#### [Work to be completed]
Reproduce only the lines from the line containing "[locate] letter t" to the end of the entries below, including both of those lines.
Data for the task start
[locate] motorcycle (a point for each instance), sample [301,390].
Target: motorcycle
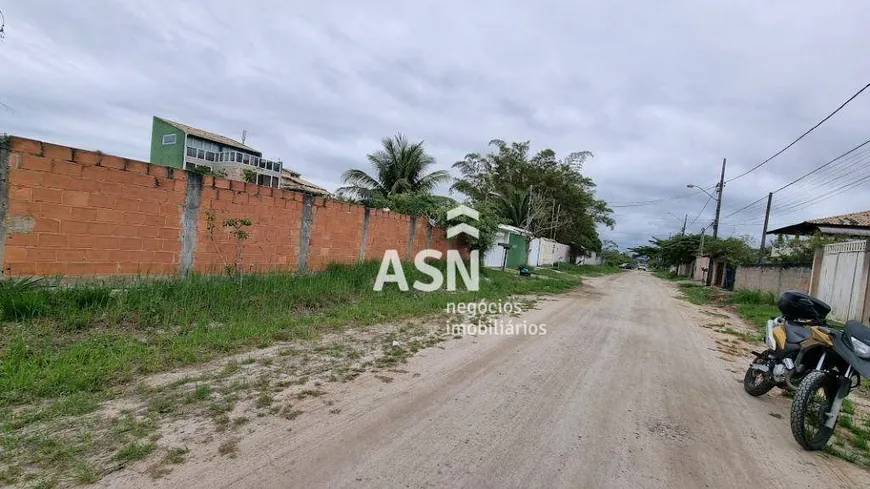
[795,342]
[819,398]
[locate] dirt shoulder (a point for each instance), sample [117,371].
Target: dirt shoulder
[626,389]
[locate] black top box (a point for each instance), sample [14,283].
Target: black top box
[796,305]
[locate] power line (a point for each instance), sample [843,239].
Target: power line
[658,201]
[839,175]
[783,150]
[702,210]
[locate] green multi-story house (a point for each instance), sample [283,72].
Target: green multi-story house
[182,146]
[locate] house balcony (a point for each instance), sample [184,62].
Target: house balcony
[232,159]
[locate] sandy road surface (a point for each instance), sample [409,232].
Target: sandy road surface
[623,391]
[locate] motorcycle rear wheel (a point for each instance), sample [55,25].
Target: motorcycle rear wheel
[812,401]
[756,382]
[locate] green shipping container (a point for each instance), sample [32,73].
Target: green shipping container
[517,253]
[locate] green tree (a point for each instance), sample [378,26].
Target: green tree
[399,167]
[541,193]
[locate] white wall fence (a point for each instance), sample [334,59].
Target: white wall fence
[840,278]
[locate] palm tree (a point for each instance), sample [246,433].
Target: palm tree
[400,167]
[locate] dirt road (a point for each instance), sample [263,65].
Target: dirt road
[623,391]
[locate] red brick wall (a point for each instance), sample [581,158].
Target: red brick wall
[273,236]
[76,212]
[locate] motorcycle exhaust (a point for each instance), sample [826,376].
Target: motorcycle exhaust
[771,343]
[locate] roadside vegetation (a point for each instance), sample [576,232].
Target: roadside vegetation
[72,358]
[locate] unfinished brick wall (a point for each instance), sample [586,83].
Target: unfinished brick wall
[67,211]
[775,278]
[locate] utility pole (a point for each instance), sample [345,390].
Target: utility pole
[701,248]
[719,189]
[764,230]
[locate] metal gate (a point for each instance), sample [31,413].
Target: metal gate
[843,279]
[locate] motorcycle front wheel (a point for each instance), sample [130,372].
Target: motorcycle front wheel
[756,382]
[812,402]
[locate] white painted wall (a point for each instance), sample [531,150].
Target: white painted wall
[494,257]
[534,252]
[843,279]
[545,252]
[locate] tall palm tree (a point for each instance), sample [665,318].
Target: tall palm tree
[400,167]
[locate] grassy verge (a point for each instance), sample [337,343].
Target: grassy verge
[65,351]
[81,339]
[695,293]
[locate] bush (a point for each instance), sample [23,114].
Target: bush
[754,297]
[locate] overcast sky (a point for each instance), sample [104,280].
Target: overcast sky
[659,91]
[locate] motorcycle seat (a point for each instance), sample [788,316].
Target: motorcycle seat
[795,333]
[857,330]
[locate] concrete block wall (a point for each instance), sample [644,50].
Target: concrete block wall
[68,211]
[775,278]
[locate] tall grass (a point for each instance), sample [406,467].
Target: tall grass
[754,297]
[67,340]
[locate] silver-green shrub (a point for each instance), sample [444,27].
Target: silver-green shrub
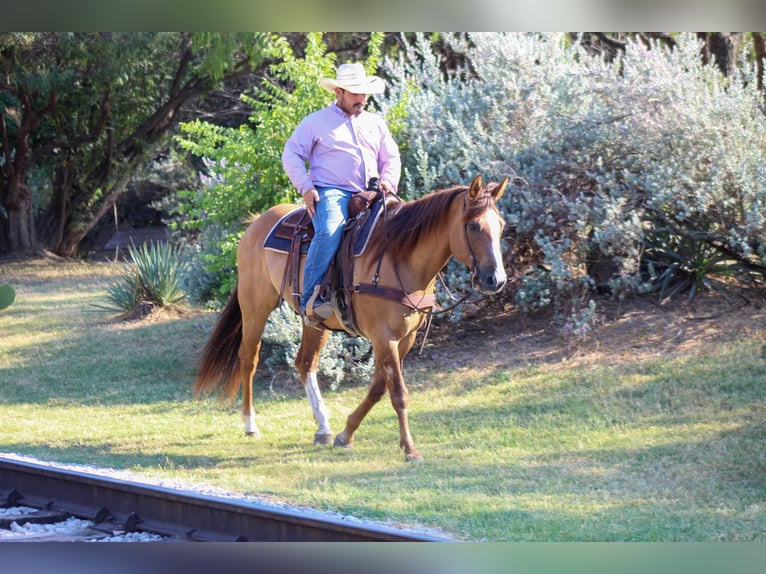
[601,154]
[343,360]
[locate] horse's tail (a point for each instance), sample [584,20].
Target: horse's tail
[219,363]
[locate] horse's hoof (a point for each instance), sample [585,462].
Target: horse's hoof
[340,441]
[322,438]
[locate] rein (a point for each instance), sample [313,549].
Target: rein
[401,295]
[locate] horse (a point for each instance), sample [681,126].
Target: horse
[404,255]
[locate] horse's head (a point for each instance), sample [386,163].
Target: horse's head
[482,229]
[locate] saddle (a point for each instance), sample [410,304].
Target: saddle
[293,234]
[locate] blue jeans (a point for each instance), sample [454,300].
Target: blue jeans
[330,217]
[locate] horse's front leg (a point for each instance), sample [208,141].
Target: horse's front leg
[306,362]
[400,399]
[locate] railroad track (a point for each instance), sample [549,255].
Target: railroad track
[118,505]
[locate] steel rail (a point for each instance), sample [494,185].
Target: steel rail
[177,514]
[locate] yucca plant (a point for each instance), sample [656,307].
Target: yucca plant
[151,280]
[676,265]
[7,295]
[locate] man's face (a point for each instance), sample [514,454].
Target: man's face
[352,104]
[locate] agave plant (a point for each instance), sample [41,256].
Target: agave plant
[151,280]
[677,264]
[7,295]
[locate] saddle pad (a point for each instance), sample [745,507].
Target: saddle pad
[279,238]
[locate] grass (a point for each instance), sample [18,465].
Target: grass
[670,449]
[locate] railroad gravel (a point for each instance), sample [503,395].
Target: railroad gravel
[219,493]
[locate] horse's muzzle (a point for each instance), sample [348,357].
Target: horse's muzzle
[493,281]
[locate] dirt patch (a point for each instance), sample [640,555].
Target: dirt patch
[150,313]
[636,329]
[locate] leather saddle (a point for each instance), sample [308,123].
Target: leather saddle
[292,235]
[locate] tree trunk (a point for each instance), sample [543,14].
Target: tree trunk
[17,228]
[721,46]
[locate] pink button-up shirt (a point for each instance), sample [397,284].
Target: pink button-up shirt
[341,151]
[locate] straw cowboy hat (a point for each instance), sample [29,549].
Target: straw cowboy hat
[353,78]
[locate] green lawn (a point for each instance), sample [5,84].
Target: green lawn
[667,449]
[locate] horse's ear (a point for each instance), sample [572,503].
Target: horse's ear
[476,186]
[498,191]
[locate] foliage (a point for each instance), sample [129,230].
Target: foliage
[152,280]
[82,111]
[243,166]
[344,359]
[7,295]
[652,439]
[598,151]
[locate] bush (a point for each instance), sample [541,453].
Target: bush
[343,359]
[600,153]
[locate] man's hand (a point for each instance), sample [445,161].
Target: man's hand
[385,187]
[311,197]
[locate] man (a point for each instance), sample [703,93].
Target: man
[343,146]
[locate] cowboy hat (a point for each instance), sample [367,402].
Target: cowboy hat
[353,78]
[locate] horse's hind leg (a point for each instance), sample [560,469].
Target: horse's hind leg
[252,331]
[306,362]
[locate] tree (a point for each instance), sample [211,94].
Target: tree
[245,173]
[82,111]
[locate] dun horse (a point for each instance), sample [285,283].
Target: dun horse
[405,253]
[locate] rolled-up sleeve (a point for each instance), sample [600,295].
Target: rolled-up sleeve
[389,161]
[295,156]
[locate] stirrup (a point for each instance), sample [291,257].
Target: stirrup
[317,309]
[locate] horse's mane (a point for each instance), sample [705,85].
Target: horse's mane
[407,222]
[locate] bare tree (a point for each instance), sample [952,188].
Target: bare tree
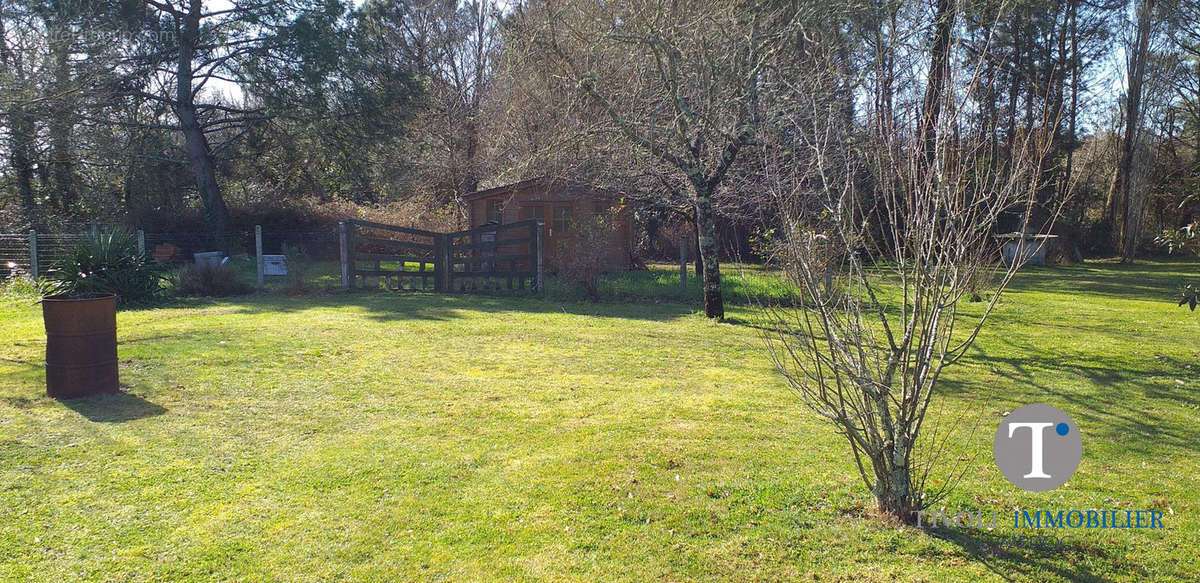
[867,347]
[679,82]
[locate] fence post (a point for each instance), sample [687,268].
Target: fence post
[683,263]
[343,238]
[439,263]
[33,253]
[258,253]
[537,240]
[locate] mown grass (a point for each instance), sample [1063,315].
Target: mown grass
[419,437]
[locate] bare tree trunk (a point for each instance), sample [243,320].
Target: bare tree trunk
[21,132]
[706,224]
[21,138]
[1132,199]
[939,73]
[216,214]
[60,130]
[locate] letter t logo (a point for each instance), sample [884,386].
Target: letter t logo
[1036,431]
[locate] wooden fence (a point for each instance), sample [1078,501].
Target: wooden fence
[492,258]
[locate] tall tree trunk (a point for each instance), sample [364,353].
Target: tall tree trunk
[60,130]
[216,214]
[706,224]
[21,134]
[1132,198]
[939,74]
[21,131]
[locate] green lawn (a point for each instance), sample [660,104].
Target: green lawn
[401,437]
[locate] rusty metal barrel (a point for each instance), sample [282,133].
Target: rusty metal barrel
[81,344]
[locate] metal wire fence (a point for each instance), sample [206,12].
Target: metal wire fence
[35,253]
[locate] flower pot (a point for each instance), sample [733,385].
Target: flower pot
[81,344]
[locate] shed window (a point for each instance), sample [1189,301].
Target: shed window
[495,210]
[563,217]
[533,212]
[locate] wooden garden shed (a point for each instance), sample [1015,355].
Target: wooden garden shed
[563,206]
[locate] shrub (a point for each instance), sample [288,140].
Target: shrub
[19,287]
[107,263]
[297,281]
[209,281]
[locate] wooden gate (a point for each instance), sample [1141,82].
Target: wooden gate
[492,258]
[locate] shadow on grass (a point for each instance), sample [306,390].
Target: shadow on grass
[1069,562]
[397,306]
[1152,280]
[1120,403]
[114,408]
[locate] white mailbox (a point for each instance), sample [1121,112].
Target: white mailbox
[275,264]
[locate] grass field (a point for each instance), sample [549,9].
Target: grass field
[413,437]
Data for the task end
#### [Solution to this exercise]
[locate] letter t logo (a point for each instance), sample [884,386].
Target: letter t logo
[1036,431]
[locate] wooden fence (a point for each instance), sample [1078,501].
Target: wooden fence
[492,258]
[locate] tall tree trunk (a point for each instance), sample [364,353].
Target: tall tree trunk
[60,130]
[216,214]
[706,224]
[21,134]
[1132,198]
[939,74]
[21,131]
[locate] green lawn (a point for each instance), sample [660,104].
Target: green lawn
[401,437]
[locate] rusty metal barrel (a point for each instance), sample [282,133].
Target: rusty metal barrel
[81,344]
[locate] metal wire fence (a point for each instance), sample [206,12].
Target: metal wire fence
[35,253]
[locate] flower pot (a point for each instance), sample [733,385].
Target: flower pot
[81,344]
[locate] shed window (a point for each instance), sample [1189,301].
Target: shed window
[495,210]
[563,217]
[533,212]
[locate] wooden garden shed (a point for each instance), sample [1015,355].
Target: wooden garden shed
[563,206]
[locate] shrub (a point for each instance), sample [288,140].
Target: shrub
[19,287]
[107,263]
[297,281]
[209,281]
[locate] wooden gate (a point for each instance), sample [1141,82].
Target: wooden gate
[492,258]
[locate] shadow on grass (a point for each instance), sample [306,390].
Target: shadow on grass
[1069,562]
[397,306]
[1152,280]
[1120,403]
[114,408]
[locate] white mailbox (a point for each instance), sample [1121,112].
Target: white mailbox
[275,264]
[locate] grass field (a point for each instance), sample [549,9].
Target: grass field
[413,437]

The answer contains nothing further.